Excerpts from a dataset
■ ■ ■

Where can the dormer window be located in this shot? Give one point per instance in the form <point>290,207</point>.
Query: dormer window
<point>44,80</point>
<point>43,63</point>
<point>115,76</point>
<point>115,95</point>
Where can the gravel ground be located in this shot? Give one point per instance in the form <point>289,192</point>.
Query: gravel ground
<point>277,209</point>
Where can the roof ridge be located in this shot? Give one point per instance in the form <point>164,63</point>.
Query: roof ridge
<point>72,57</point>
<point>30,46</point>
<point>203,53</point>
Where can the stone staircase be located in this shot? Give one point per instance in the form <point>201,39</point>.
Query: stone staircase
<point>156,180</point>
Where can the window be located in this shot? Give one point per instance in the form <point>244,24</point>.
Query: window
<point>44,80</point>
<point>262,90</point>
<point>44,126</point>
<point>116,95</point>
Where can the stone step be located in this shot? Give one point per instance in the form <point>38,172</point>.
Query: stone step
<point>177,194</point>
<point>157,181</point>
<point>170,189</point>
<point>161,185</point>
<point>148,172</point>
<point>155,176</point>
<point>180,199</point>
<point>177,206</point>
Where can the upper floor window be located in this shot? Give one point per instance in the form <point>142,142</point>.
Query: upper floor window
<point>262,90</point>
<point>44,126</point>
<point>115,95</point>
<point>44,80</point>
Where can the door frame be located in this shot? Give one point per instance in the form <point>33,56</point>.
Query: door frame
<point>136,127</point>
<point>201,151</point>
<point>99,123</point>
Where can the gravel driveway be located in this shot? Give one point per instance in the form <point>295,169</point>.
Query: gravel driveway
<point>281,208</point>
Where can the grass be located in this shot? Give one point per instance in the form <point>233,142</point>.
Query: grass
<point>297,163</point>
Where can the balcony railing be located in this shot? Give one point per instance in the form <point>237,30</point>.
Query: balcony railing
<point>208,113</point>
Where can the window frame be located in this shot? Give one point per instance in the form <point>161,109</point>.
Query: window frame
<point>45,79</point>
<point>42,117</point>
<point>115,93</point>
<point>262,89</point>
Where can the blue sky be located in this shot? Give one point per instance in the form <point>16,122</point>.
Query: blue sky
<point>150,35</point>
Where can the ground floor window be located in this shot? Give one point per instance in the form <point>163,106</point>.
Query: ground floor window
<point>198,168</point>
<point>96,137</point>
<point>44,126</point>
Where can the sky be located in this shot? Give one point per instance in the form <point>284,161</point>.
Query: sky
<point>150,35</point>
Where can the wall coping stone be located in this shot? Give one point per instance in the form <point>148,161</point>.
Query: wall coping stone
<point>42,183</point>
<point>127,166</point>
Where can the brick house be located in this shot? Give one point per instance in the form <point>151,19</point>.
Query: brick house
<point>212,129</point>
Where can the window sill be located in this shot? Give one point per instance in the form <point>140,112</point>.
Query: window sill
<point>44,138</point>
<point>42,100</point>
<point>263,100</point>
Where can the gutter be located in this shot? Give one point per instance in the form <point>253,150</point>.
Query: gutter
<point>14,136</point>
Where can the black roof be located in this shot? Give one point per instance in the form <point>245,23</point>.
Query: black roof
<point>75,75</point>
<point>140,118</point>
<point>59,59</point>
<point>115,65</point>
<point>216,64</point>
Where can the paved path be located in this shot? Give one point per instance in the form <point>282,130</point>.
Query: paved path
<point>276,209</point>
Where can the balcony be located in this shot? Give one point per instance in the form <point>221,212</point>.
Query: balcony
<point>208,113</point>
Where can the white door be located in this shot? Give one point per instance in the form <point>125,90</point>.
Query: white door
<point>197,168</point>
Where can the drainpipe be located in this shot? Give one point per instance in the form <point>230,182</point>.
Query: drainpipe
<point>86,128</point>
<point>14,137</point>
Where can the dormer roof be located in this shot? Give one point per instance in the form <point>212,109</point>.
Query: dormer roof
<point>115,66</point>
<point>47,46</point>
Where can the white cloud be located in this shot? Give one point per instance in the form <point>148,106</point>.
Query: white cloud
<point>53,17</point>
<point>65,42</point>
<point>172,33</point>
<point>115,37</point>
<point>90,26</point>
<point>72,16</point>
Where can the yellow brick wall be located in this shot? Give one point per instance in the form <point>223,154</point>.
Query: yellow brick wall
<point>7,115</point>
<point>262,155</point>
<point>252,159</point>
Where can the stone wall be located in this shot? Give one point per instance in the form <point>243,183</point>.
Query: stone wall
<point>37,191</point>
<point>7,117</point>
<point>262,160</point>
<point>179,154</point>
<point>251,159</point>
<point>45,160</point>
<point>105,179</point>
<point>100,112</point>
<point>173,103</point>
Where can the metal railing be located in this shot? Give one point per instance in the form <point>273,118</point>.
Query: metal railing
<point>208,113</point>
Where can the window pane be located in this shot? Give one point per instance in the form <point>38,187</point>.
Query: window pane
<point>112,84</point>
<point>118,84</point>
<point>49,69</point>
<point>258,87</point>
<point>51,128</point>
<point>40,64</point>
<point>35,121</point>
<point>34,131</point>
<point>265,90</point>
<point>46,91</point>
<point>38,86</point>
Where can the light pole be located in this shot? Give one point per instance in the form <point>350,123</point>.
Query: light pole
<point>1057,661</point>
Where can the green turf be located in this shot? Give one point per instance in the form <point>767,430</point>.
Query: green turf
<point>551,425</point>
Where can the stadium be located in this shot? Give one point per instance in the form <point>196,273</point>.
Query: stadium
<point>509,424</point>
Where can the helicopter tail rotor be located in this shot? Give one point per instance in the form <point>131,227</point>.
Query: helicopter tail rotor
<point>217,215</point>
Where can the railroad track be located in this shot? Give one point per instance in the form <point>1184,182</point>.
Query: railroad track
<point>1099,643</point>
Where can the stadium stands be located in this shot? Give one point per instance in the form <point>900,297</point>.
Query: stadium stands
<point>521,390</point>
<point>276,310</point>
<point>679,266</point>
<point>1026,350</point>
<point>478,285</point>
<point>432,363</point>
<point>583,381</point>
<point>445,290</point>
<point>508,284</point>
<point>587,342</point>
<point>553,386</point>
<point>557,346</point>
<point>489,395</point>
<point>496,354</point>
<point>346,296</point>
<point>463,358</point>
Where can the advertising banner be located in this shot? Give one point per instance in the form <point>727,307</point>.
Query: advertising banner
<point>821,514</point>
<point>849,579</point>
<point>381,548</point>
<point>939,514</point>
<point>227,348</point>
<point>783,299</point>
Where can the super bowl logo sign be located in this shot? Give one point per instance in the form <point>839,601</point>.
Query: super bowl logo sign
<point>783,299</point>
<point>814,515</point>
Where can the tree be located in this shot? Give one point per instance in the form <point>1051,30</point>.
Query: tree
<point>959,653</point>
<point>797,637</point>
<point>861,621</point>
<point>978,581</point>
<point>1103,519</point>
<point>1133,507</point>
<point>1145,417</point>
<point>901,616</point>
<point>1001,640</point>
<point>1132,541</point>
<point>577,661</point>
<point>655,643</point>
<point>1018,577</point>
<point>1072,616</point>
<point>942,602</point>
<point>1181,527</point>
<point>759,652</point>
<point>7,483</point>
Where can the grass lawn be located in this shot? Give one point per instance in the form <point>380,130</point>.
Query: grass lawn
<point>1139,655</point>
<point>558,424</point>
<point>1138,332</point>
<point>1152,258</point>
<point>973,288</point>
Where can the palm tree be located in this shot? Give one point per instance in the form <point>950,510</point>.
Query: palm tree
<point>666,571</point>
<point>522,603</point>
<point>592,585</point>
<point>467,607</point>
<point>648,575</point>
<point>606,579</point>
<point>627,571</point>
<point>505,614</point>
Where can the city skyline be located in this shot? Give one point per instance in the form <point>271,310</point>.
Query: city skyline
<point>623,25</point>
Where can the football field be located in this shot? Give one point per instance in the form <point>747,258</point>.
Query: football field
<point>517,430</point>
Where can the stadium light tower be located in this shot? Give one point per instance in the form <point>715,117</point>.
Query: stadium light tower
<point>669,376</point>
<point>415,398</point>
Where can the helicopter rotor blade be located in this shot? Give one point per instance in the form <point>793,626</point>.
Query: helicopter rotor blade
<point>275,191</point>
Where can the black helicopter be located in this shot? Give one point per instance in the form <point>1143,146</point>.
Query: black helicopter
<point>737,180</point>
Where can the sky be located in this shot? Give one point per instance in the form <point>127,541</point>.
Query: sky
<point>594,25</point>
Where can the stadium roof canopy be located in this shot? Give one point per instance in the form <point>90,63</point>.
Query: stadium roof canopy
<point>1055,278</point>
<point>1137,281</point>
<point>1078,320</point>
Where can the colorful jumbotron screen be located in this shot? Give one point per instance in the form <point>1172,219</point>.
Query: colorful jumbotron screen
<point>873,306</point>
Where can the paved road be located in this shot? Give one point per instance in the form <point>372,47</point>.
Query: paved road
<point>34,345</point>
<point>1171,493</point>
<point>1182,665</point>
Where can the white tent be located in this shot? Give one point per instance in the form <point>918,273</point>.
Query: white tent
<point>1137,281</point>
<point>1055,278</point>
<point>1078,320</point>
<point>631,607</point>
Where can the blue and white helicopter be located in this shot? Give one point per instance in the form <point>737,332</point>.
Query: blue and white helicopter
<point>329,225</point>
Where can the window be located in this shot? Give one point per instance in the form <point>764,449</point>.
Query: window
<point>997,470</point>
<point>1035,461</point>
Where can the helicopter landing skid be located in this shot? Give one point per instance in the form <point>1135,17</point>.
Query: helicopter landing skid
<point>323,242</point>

■ ■ ■

About this exercise: What you give back must be the stretch above, starting at the line with "Where can the dormer roof" and ending at the line with "Where can the white cloud", copied exactly.

Response to this task:
Where can the dormer roof be located in this shot? Give one point per instance in the form <point>212,109</point>.
Query: dormer roof
<point>115,66</point>
<point>47,46</point>
Where can the white cloud be located in this shot? Give one point per instance in the form <point>148,106</point>.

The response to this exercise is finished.